Write out each of the rows below word for word, with no changes.

### Source records ###

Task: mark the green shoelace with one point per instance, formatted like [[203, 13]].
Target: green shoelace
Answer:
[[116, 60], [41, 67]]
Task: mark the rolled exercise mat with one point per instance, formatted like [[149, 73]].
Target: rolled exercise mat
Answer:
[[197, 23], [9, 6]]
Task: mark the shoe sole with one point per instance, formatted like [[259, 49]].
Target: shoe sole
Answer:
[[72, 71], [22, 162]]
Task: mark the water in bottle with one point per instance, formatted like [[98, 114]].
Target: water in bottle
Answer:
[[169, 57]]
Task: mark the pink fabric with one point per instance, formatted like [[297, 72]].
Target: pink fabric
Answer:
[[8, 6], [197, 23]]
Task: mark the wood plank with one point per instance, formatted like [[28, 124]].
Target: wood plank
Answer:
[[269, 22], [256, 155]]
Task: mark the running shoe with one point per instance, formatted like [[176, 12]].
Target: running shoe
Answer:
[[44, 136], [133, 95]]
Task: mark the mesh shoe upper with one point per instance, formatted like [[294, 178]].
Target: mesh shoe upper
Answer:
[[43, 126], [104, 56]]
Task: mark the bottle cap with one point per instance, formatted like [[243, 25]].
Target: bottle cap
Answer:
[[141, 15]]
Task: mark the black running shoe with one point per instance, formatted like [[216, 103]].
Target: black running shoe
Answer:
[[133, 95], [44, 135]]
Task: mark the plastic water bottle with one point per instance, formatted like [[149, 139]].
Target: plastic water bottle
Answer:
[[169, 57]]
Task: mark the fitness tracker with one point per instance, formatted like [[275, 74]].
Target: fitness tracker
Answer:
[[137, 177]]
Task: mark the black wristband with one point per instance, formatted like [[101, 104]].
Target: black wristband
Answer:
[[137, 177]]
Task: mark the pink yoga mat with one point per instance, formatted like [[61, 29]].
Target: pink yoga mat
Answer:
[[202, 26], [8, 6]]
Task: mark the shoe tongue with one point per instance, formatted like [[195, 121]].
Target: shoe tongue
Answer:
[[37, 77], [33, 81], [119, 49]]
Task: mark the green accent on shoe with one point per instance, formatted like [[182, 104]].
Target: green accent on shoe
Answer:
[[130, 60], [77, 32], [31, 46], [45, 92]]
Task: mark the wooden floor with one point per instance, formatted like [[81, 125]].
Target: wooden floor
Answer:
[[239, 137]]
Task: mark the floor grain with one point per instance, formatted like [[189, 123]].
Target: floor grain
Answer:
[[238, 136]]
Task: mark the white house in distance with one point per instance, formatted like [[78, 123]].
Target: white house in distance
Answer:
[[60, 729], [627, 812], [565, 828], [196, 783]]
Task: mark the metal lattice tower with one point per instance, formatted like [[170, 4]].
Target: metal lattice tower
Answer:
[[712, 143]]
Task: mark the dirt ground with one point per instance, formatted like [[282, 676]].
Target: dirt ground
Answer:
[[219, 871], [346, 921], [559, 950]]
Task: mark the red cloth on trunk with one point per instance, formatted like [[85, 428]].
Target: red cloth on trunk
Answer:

###

**Task result**:
Task: mark the green shoelace with one point per instance, formatted like [[203, 13]].
Target: green shoelace
Answer:
[[116, 60], [41, 67]]
Task: mark the rolled exercise mat with one point per instance, formatted like [[149, 73]].
Target: rolled exercise mat
Answer:
[[197, 23], [9, 6]]
Task: mark the shoe sole with one point per instance, formatted like [[259, 49]].
Target: shoe sole
Answer:
[[72, 71], [22, 162]]
Task: mark the water in bottle with one point per instance, formatted like [[98, 114]].
Target: water in bottle
Answer:
[[169, 57]]
Task: mark the pink fabric with one point per instance, formatted like [[297, 72]].
Target: pink fabric
Answer:
[[8, 6], [197, 23]]
Task: mark the wood plank with one point per instance, formatted like [[28, 124]].
Target: wood plank
Answer:
[[269, 22], [256, 155]]
Task: mark the running shoe with one point per instance, formatted like [[176, 12]].
Target: running shoe
Answer:
[[44, 136], [133, 95]]
Task: mark the mesh shoe upper with one point per instance, formatted like [[294, 178]].
Target: mesh shoe upper
Answer:
[[43, 126], [104, 56]]
Task: mark the bottle cap with one point per instance, formatted like [[243, 25]].
Target: bottle cap
Answer:
[[141, 15]]
Task: mark the black running shoe with one point per instance, formatted like [[216, 103]].
Target: black running shoe
Answer:
[[133, 95], [44, 135]]
Task: mark the plastic water bottle with one point per instance, formatted like [[149, 139]].
Target: plastic water bottle
Answer:
[[169, 57]]
Task: mark the fitness tracker with one point per instance, formatted like [[275, 74]].
Target: fitness tracker
Answer:
[[137, 177]]
Task: mark the black wristband with one point per instance, formatted like [[101, 104]].
Target: black wristband
Answer:
[[137, 177]]
Task: mark the pink yoga mat with one point per instance, formatted like [[61, 29]].
Target: pink yoga mat
Answer:
[[202, 26], [8, 6]]
Task: mark the shoe tongue with one point per instance, formatted like [[195, 121]].
Target: shoe tongue
Answer:
[[37, 77], [33, 81], [119, 49]]
Task: mark the green accent on shoe with one point per instance, formatted like [[182, 104]].
Target: green accent on shoe
Answer:
[[130, 60], [77, 32], [31, 46], [45, 92]]
Task: mark the wooden floor with one point per instance, formatted like [[81, 125]].
Target: wooden floor
Answer:
[[239, 137]]
Task: mark the floor grain with one point per instance, formatted like [[189, 123]].
Target: floor grain
Answer:
[[238, 136]]
Task: mark the white house in distance with one point per instance, formatted like [[78, 123]].
Target: white house in distance
Answer:
[[60, 729], [627, 812], [565, 828], [196, 783]]
Task: mark the metal lattice tower with one point per instance, formatted like [[170, 4]].
Target: metal lattice tower
Answer:
[[712, 143]]
Task: mark the dirt ground with one point per instance, formatted like [[282, 676]].
Target: dirt ground
Answer:
[[219, 871], [346, 921], [559, 950]]
Task: mark the red cloth on trunk with one point per instance, formatted like [[85, 428]].
Target: red cloth on trunk
Answer:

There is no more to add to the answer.